_TASK ITEM_
The lines to copy are those in the listing below that contain the word "sign".
* * *
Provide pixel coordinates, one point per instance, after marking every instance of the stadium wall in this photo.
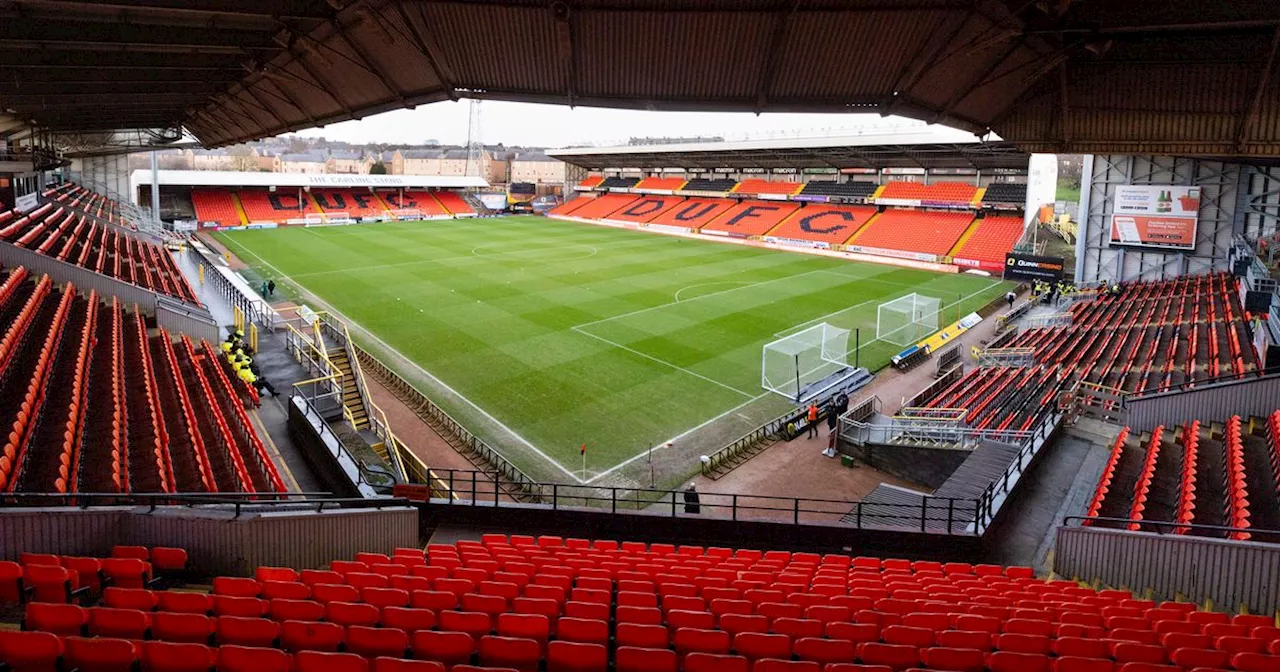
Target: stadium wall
(1232, 574)
(1247, 397)
(1223, 190)
(216, 540)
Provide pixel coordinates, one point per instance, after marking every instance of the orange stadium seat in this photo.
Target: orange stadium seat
(763, 186)
(824, 223)
(261, 205)
(421, 201)
(603, 206)
(944, 192)
(355, 202)
(647, 208)
(914, 231)
(215, 205)
(694, 213)
(453, 202)
(567, 208)
(990, 241)
(752, 218)
(661, 183)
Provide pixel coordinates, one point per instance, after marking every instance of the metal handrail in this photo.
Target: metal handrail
(932, 515)
(1164, 526)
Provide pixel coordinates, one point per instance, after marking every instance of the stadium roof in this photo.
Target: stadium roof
(232, 178)
(1178, 76)
(923, 147)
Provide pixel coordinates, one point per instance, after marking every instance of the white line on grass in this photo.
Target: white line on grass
(428, 374)
(664, 362)
(677, 437)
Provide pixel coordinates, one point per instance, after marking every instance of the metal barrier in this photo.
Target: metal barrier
(1230, 575)
(746, 446)
(462, 439)
(488, 489)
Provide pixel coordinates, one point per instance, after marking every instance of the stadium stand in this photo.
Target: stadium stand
(661, 183)
(618, 183)
(152, 416)
(60, 233)
(1006, 193)
(604, 206)
(570, 206)
(763, 186)
(824, 223)
(849, 190)
(752, 218)
(216, 205)
(647, 208)
(1152, 336)
(709, 184)
(694, 213)
(574, 606)
(990, 240)
(453, 202)
(940, 192)
(914, 231)
(355, 202)
(1214, 474)
(261, 205)
(421, 201)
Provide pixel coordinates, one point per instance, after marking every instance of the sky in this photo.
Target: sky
(558, 126)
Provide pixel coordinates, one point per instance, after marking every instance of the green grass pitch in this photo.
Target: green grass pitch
(571, 333)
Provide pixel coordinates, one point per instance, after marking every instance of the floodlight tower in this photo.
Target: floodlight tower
(475, 145)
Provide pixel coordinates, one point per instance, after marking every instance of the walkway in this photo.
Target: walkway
(280, 370)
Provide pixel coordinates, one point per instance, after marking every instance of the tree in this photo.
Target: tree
(242, 158)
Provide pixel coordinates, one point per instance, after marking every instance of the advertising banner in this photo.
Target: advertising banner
(1019, 266)
(1156, 216)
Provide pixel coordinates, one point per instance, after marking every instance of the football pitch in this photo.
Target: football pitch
(572, 334)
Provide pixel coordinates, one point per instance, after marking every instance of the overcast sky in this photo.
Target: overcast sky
(557, 126)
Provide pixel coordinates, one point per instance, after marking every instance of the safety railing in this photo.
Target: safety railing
(462, 439)
(731, 453)
(936, 515)
(338, 332)
(238, 503)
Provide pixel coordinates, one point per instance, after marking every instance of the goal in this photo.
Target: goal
(908, 319)
(796, 366)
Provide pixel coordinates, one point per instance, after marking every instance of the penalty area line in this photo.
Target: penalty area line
(428, 374)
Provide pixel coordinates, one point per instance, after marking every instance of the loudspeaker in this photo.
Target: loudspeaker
(1257, 302)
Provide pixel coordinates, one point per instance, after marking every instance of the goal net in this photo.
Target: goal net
(799, 362)
(908, 319)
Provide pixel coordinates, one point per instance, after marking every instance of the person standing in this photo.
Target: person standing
(693, 503)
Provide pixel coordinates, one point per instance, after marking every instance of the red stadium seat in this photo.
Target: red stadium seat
(641, 659)
(32, 652)
(174, 657)
(329, 662)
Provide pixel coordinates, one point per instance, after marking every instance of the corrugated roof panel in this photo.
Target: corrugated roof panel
(494, 48)
(849, 55)
(682, 55)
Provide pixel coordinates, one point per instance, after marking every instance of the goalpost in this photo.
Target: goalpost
(908, 320)
(792, 366)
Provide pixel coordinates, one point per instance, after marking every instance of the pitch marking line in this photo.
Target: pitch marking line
(428, 374)
(664, 362)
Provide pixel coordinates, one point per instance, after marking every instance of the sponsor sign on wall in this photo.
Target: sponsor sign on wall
* * *
_EXERCISE SOLUTION_
Provide pixel coordinates, one point per instance, after marking every instance of the sponsor sign on wall in this photo.
Target: sponsor sign on wall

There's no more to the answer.